-- Excerpt to read --
== Segment start ==
Teach Activity/ Monitoring/ Management Skills (Steps 6-8)

• 6. Teach the concept of engaging in “Not too little, not too much” activity. The student's goal is to find the activity “sweet spot” where activity time and effort are maximized without symptoms worsening. In other words, teach the related concepts of moderated activity and symptom management. It is important to emphasized to the student, parents and teachers that small increases in symptoms (e.g., where exertion ratings change by 1) are not counterproductive to recovery but large increases may be.

• 7. Teach “reasonable” symptom monitoring and recording. Be aware of the child or parent that is either an overly anxious over-reporter or an oblivious under-reporter, and coach them accordingly to monitor symptoms reasonably. For example, counsel the over-reporter to tolerate a bit more of the symptoms, and the under-reporter to attend a bit more closely to their symptom exacerbation.

• 8. Instruct the student to work up to their symptom limits, but to not exceed them, by being aware of (i.e., reasonable monitoring) their symptoms. When the symptoms increase several points on their exertion monitoring scale, take a defined rest break. Emphasize that tolerating a mild increase in symptoms is OK, but too much increase is not. When symptoms return to “typical” levels, they should return to the activity.
== Segment end ==
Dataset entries
== Segment start ==
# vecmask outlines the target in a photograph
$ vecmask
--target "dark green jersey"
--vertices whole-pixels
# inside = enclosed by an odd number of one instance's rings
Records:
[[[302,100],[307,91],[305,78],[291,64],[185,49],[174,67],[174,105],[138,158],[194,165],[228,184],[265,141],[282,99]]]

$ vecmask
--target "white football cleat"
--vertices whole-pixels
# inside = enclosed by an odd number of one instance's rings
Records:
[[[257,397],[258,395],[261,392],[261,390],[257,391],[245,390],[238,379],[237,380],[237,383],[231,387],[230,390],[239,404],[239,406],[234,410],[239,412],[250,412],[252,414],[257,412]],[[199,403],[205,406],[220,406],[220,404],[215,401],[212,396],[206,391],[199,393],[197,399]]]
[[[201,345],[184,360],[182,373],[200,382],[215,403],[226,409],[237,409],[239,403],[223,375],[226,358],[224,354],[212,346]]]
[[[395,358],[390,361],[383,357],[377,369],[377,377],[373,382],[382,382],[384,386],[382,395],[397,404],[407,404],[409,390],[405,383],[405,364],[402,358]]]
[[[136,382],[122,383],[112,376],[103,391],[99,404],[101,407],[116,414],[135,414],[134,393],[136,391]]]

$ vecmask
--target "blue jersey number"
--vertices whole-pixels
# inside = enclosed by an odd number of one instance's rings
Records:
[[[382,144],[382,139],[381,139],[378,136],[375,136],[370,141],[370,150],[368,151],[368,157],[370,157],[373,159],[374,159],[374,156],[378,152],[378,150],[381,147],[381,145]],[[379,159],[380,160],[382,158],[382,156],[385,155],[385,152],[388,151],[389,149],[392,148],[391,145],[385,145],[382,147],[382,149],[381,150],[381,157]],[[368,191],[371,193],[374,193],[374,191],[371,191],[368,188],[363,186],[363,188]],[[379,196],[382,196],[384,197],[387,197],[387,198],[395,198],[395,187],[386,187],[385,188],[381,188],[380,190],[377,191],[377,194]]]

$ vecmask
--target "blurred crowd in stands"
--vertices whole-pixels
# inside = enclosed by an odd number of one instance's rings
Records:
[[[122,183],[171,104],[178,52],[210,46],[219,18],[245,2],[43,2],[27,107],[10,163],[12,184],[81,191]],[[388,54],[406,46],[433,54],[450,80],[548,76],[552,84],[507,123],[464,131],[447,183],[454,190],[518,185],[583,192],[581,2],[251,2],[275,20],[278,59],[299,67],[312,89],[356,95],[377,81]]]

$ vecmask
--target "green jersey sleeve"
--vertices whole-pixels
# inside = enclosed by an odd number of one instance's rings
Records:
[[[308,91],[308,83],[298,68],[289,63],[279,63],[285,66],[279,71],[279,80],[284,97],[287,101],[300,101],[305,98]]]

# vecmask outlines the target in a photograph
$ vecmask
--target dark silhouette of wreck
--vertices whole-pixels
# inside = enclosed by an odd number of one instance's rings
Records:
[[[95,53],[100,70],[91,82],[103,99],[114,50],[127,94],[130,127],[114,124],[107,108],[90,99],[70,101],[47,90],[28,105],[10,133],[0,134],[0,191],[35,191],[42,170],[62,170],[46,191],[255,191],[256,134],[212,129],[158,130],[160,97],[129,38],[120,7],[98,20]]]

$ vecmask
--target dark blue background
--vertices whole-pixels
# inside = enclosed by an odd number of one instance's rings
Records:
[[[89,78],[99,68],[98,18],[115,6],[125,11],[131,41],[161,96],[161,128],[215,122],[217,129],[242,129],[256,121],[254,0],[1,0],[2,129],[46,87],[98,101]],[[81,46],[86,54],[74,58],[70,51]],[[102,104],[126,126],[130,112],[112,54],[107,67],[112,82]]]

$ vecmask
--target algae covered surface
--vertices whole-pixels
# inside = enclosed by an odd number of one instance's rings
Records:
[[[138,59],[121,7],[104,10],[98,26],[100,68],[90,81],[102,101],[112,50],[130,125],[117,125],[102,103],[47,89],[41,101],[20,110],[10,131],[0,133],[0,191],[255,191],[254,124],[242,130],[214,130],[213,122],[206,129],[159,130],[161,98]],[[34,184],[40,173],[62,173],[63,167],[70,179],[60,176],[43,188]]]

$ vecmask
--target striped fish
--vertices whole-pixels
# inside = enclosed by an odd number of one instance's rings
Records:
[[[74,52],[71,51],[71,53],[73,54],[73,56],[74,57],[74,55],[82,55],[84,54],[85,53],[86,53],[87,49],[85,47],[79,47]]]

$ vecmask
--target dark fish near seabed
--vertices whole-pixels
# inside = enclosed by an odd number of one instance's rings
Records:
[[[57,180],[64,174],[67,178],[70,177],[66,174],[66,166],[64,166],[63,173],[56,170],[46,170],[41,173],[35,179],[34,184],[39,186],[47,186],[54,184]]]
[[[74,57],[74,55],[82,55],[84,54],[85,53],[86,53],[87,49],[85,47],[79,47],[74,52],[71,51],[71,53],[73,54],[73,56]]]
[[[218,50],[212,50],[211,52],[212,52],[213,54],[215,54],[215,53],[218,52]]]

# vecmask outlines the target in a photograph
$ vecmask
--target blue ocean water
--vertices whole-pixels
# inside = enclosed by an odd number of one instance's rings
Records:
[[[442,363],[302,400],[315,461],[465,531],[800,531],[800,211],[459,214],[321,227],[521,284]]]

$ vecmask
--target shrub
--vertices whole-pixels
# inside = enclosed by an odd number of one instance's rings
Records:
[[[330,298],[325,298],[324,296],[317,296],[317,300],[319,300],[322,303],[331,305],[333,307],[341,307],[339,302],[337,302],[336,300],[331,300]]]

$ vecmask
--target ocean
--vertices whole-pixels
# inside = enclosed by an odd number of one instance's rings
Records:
== Segment end ==
-- Task 1 --
In the excerpt on activity and symptom management, what should the student do when symptoms rise several points on the exertion monitoring scale?
-- Task 2 --
Summarize the excerpt on activity and symptom management in two sentences.
-- Task 3 --
Carry the excerpt on activity and symptom management forward from its final sentence.
The dataset entries have nothing to do with this work.

-- Written response 1 --
The student should take a defined rest break.

-- Written response 2 --
The student should learn to find an activity "sweet spot" that maximizes time and effort without worsening symptoms, with reasonable symptom monitoring that corrects for over-reporting or under-reporting. The student works up to, but not past, their symptom limits, takes a defined rest break when symptoms rise several points, and returns to the activity once symptoms are back to typical levels.

-- Written response 3 --
Reinforce Progress to Recovery (Steps 9-10)

• 9. Help the student to understand that the recovery process is dynamic, and with good activity-exertion management under their control, they will feel better, and the symptoms will decrease. Highlight symptoms that may already be resolving as evidence of progress toward recovery.

• 10. As the student improves (i.e., reduced symptoms and greater tolerance for activity), it is important to work constructively with the child and family (and school) to gradually increase the time/ intensity of activity, while continuing to monitor the exertional symptom response. The “sweet spot” of activity-exertion management will be moving closer to their normal schedule and toward the recovery state.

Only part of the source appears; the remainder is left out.